(Entries taken from a collection)

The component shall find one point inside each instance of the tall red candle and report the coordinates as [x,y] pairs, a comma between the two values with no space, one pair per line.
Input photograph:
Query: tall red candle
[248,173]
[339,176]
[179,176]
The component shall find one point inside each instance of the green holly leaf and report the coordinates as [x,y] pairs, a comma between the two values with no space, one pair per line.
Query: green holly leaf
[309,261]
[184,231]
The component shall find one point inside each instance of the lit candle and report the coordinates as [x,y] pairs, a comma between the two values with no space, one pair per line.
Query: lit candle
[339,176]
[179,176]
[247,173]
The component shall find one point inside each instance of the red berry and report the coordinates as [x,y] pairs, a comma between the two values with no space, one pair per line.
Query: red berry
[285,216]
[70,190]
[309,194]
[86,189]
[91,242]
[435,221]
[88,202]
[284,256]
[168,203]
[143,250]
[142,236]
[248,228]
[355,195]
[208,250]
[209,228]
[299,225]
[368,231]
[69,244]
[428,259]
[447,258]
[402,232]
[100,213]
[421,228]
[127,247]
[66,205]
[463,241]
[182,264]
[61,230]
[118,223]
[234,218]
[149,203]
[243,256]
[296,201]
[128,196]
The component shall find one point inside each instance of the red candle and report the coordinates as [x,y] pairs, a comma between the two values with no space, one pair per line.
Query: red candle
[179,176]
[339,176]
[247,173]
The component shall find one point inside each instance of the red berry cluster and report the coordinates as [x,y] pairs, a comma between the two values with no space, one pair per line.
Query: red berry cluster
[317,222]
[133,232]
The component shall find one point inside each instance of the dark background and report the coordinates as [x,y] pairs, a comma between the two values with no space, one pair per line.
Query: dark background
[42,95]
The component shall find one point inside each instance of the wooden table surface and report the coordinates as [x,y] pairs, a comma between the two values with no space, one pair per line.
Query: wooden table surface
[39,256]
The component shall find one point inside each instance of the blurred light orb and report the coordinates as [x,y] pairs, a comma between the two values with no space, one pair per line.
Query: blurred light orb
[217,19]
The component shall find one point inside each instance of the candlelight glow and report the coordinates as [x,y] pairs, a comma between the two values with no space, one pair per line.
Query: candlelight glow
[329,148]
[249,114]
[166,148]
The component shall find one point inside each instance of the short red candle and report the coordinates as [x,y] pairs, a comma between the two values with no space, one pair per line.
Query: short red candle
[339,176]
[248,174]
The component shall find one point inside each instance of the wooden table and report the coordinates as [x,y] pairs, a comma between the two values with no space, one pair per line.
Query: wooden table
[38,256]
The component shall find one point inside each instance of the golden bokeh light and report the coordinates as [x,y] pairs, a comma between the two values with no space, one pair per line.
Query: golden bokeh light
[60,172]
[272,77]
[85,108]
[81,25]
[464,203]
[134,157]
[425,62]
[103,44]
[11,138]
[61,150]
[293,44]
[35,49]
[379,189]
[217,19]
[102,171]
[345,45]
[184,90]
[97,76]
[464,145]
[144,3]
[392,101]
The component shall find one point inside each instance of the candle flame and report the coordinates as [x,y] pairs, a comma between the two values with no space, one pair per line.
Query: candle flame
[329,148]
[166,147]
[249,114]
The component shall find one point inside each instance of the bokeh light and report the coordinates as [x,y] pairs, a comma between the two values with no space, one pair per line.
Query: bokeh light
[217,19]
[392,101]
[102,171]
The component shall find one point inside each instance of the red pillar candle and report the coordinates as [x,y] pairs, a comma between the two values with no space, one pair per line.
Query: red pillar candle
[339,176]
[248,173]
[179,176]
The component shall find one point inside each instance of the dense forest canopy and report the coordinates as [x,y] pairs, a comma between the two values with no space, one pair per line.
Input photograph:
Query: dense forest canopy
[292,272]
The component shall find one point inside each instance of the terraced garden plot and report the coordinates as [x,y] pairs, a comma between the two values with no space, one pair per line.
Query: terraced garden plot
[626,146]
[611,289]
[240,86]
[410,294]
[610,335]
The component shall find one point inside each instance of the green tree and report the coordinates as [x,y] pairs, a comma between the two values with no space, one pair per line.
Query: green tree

--

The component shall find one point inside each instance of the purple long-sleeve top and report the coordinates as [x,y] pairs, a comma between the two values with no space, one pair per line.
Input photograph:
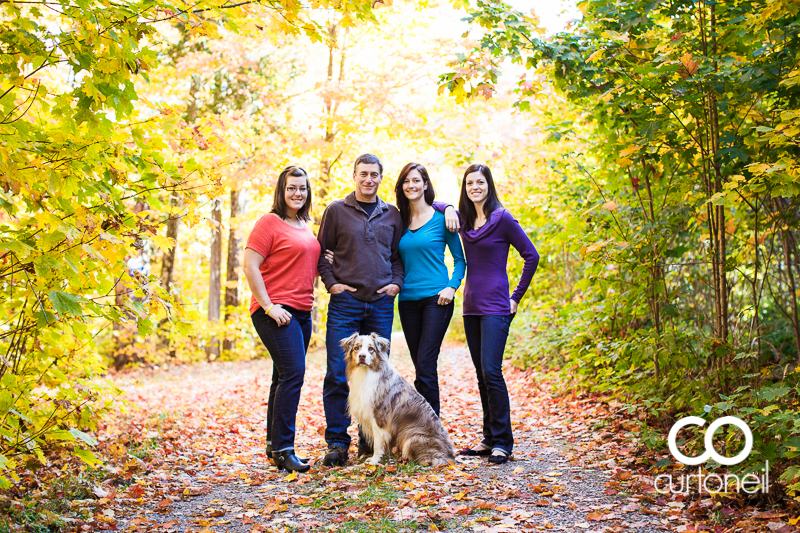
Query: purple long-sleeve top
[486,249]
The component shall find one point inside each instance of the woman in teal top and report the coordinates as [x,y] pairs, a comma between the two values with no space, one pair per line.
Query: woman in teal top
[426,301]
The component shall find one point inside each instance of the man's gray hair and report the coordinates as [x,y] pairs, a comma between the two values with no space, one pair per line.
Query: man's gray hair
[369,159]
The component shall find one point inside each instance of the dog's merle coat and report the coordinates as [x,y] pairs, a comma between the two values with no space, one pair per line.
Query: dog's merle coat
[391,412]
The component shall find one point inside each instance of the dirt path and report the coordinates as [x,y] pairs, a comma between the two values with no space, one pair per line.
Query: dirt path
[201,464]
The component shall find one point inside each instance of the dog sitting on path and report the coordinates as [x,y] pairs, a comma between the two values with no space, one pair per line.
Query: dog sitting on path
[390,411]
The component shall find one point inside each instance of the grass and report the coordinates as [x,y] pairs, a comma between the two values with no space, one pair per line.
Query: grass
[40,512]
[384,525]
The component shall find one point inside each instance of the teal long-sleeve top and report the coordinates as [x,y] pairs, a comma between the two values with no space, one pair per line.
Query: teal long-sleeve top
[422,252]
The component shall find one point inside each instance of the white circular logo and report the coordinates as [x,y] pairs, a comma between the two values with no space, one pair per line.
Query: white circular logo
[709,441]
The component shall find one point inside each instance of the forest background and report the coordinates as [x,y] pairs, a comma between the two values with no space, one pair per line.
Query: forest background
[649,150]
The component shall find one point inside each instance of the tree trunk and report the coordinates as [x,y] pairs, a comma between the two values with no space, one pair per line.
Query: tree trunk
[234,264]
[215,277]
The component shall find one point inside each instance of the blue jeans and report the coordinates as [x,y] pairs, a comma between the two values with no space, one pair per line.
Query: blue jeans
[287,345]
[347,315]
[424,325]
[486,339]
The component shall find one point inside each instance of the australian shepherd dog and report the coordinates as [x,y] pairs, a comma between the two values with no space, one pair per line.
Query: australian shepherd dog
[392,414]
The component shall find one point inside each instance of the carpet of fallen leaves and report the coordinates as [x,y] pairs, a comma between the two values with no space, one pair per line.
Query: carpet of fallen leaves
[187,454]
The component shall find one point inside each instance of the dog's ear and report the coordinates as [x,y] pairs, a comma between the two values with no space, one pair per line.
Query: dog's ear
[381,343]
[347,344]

--

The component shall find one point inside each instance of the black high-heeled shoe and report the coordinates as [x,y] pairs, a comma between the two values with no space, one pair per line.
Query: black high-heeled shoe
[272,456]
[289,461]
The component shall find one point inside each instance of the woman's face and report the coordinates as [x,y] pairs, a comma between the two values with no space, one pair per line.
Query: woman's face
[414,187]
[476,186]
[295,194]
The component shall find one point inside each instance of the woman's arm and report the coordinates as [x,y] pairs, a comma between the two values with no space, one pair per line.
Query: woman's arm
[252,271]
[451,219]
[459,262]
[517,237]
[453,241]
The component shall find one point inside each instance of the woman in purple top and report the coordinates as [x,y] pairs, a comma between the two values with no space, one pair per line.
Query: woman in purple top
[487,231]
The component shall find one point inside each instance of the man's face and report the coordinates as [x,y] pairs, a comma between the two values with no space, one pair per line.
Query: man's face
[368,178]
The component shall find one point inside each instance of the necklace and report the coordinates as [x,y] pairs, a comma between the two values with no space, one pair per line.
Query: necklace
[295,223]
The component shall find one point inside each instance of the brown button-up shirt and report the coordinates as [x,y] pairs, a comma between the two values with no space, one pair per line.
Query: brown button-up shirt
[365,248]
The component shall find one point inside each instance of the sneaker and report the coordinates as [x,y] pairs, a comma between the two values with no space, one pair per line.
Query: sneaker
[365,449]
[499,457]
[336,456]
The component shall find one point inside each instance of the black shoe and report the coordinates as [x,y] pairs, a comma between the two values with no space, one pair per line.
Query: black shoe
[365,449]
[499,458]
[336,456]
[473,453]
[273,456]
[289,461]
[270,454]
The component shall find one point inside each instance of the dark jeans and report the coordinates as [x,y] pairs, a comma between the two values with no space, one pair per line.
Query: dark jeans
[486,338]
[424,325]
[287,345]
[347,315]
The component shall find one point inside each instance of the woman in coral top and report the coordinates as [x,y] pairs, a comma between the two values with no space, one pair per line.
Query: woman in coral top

▶ Work order
The entries above hold the needed span. Transcribe exactly the lines from the one with "of the tall" to the one with "berry cluster and", both included.

▶ Result of this exercise
The component shall find one point inside each instance of the tall red candle and report the coordinates as [x,y] pairs, a comma between the two values with no space, one pair per line.
Input photograph:
Query: tall red candle
[248,173]
[339,176]
[179,176]
The component shall find one point inside each instance of the green holly leaf and report the coordinates as [x,y] pairs, a comma between the two values with no space, one pair per line.
Query: green holly leaf
[309,261]
[184,231]
The component shall find one point inside each instance of the lit candle and report the coordinates as [x,y] pairs, a comma between the two values with no space, one pair per line.
Query: lit candle
[339,176]
[179,176]
[247,173]
The component shall find one point inside each instance of the red berry and report the coordinates as [x,y] pairs, a comma between the two values with no space, one pair per line.
Query: red berry
[285,216]
[70,190]
[309,194]
[86,189]
[91,242]
[435,221]
[88,202]
[284,256]
[168,203]
[143,250]
[142,236]
[248,228]
[355,195]
[208,250]
[209,228]
[299,225]
[368,231]
[69,244]
[428,259]
[447,258]
[402,232]
[100,213]
[421,228]
[127,247]
[66,205]
[463,241]
[182,264]
[61,230]
[118,223]
[234,218]
[149,203]
[243,256]
[296,201]
[128,196]
The component shall find one point inside each instance of the red candle and report the coordinates as [x,y] pairs, a comma between the two values with no space, one pair per line.
Query: red candle
[179,176]
[339,176]
[247,173]
The component shall find one point inside each instance of the red berry cluster and report the coordinates as [x,y] pairs, a comma between the two values with no space, one pair per line.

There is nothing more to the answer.